◆ Text segment ◆
=-=-=

Jimmy Gianato, director of Emergency Management with Homeland Security, said 456 trailer loads of water from the Federal Emergency Management Agency was delivered as a result of the Freedom Industries Jan. 9 chemical spill into the Elk River.

He said since Gov. Earl Ray Tomblin asked FEMA Jan. 30 to continue sending water even after the "do not use" order had been lifted, roughly 20 additional truck loads have been provided.

"This response has been ongoing for several weeks and will continue to go on," Gianato said. 

Some legislators on Friday questioned the responsibilities of Homeland Security and the reason why samples of the crude MCHM were only being taken by federal officials because West Virginia officials might be able to use the information to respond to future disasters. 

Sen. Ron Stollings, D-Boone, asked why the material at the site was not being gathered for sampling — at least for the coal industry to know about the chemical it is working with.

"We've never had a call like this before," Gianato said. "We haven't had complains from the coal industry."

=-=-=

◆ Given data ◆
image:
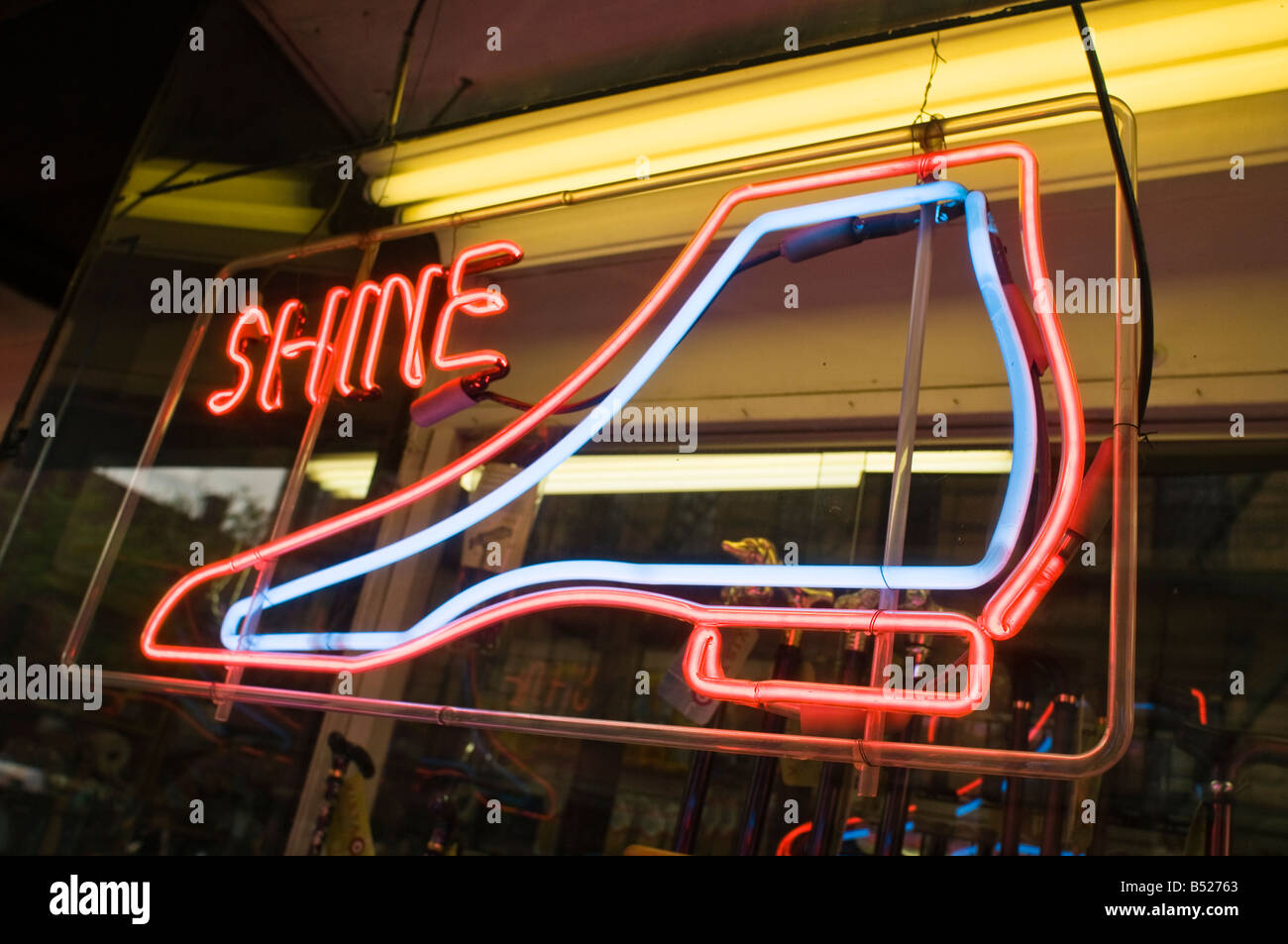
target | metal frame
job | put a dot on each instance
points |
(864, 752)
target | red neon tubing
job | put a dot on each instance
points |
(1004, 614)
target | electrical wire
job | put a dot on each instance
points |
(1137, 233)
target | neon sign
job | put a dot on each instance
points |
(284, 343)
(1005, 613)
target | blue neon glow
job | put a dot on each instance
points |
(932, 577)
(966, 809)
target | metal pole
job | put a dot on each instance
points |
(1014, 786)
(695, 796)
(1122, 581)
(901, 480)
(835, 780)
(1057, 790)
(756, 807)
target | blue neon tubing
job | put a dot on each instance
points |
(931, 577)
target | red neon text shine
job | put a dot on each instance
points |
(284, 340)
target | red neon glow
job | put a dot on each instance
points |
(1041, 723)
(1202, 700)
(222, 400)
(411, 366)
(1004, 614)
(785, 844)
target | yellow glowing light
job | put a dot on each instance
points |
(1155, 52)
(347, 475)
(746, 472)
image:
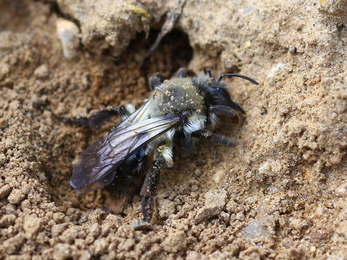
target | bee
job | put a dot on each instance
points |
(178, 110)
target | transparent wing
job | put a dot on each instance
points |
(98, 164)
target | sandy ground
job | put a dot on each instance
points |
(282, 195)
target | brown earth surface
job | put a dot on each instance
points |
(281, 195)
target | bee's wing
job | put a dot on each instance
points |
(97, 166)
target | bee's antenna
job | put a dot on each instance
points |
(237, 75)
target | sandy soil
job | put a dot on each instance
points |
(283, 195)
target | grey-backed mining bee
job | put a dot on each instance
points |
(177, 111)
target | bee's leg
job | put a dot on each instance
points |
(183, 72)
(207, 135)
(155, 80)
(101, 116)
(149, 188)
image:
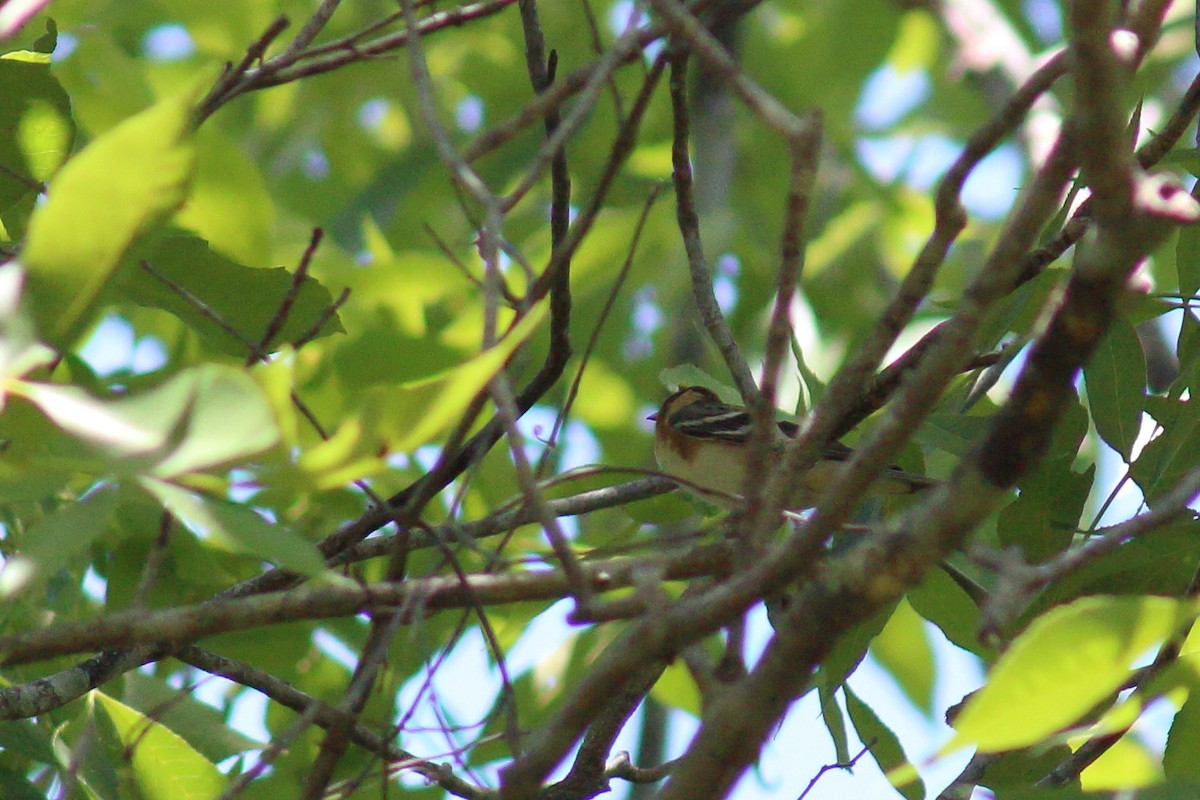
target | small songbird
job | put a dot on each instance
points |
(705, 441)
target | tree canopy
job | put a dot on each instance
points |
(329, 334)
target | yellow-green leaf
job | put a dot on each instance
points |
(165, 765)
(124, 182)
(1065, 663)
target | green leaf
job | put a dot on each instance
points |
(71, 529)
(1183, 743)
(244, 299)
(885, 747)
(947, 605)
(1174, 453)
(1065, 663)
(36, 130)
(202, 725)
(413, 414)
(229, 419)
(1042, 521)
(834, 721)
(903, 649)
(125, 428)
(237, 528)
(677, 690)
(165, 765)
(198, 420)
(137, 173)
(1187, 250)
(1116, 386)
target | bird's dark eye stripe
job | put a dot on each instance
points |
(731, 422)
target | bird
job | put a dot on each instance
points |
(705, 443)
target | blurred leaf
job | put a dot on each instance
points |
(1183, 743)
(1174, 453)
(1043, 519)
(903, 649)
(36, 131)
(834, 721)
(1125, 765)
(228, 205)
(165, 767)
(413, 414)
(199, 723)
(238, 528)
(54, 541)
(885, 747)
(1065, 663)
(945, 603)
(1116, 386)
(677, 690)
(244, 299)
(138, 173)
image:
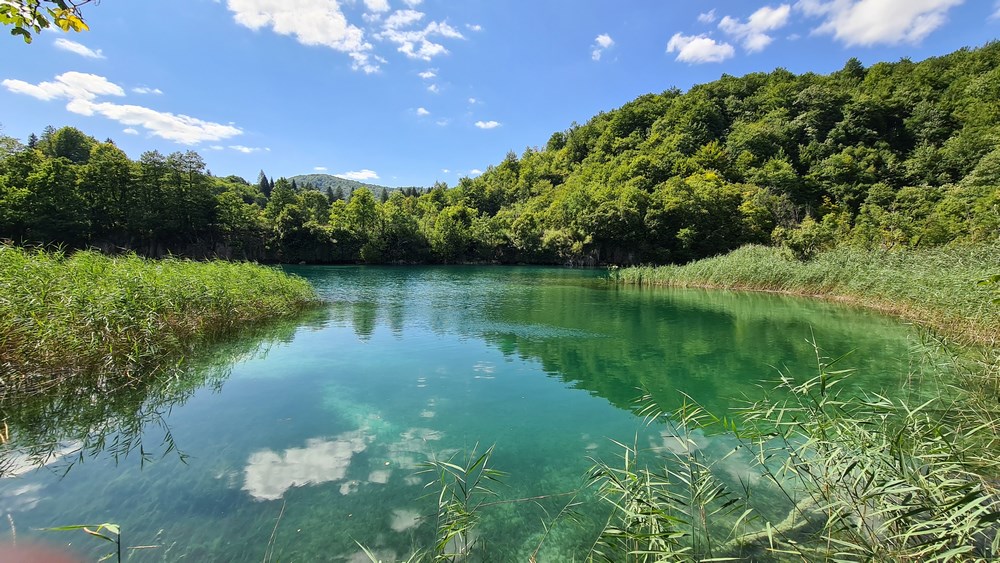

=-=-=

Can you continue the report above on the Elk River chemical spill response, picking up after its last sentence?

◆ Reply ◆
The testing being done on water leaving the West Virginia American Water treatment plant is being done at 2 parts per billion.

Gianato said the reason the testing is being done at 1 part per million in schools and other facilities such as hospitals and nursing homes is because it takes 40 minutes to do those tests as opposed to the two to three hours it takes to test the water at 10 parts per billion, which is the non-detect level for the chemical.

The West Virginia National Guard is taking care of testing the water at West Virginia American Water.

"They had to work with chemists in the labs to develop the test to test this product in water," Gianato said. "EPA validated and improved on the process that was developed and that's the process they're using in the labs today."

Officials, from the beginning of the situation, have said the Centers for Disease Control and Prevention suggestion of 1 part per million is an "acceptable level," and anything less than that is classified as useable. 

Gianato said children getting sick in schools might not be connected to the chemical spill. However, teachers and children have complained about the symptoms correlated with the chemical, which include burning eyes and nausea. 

"The odor threshold is considerably less than safe levels," Gianato said. "So you're going to smell it long after a safe level."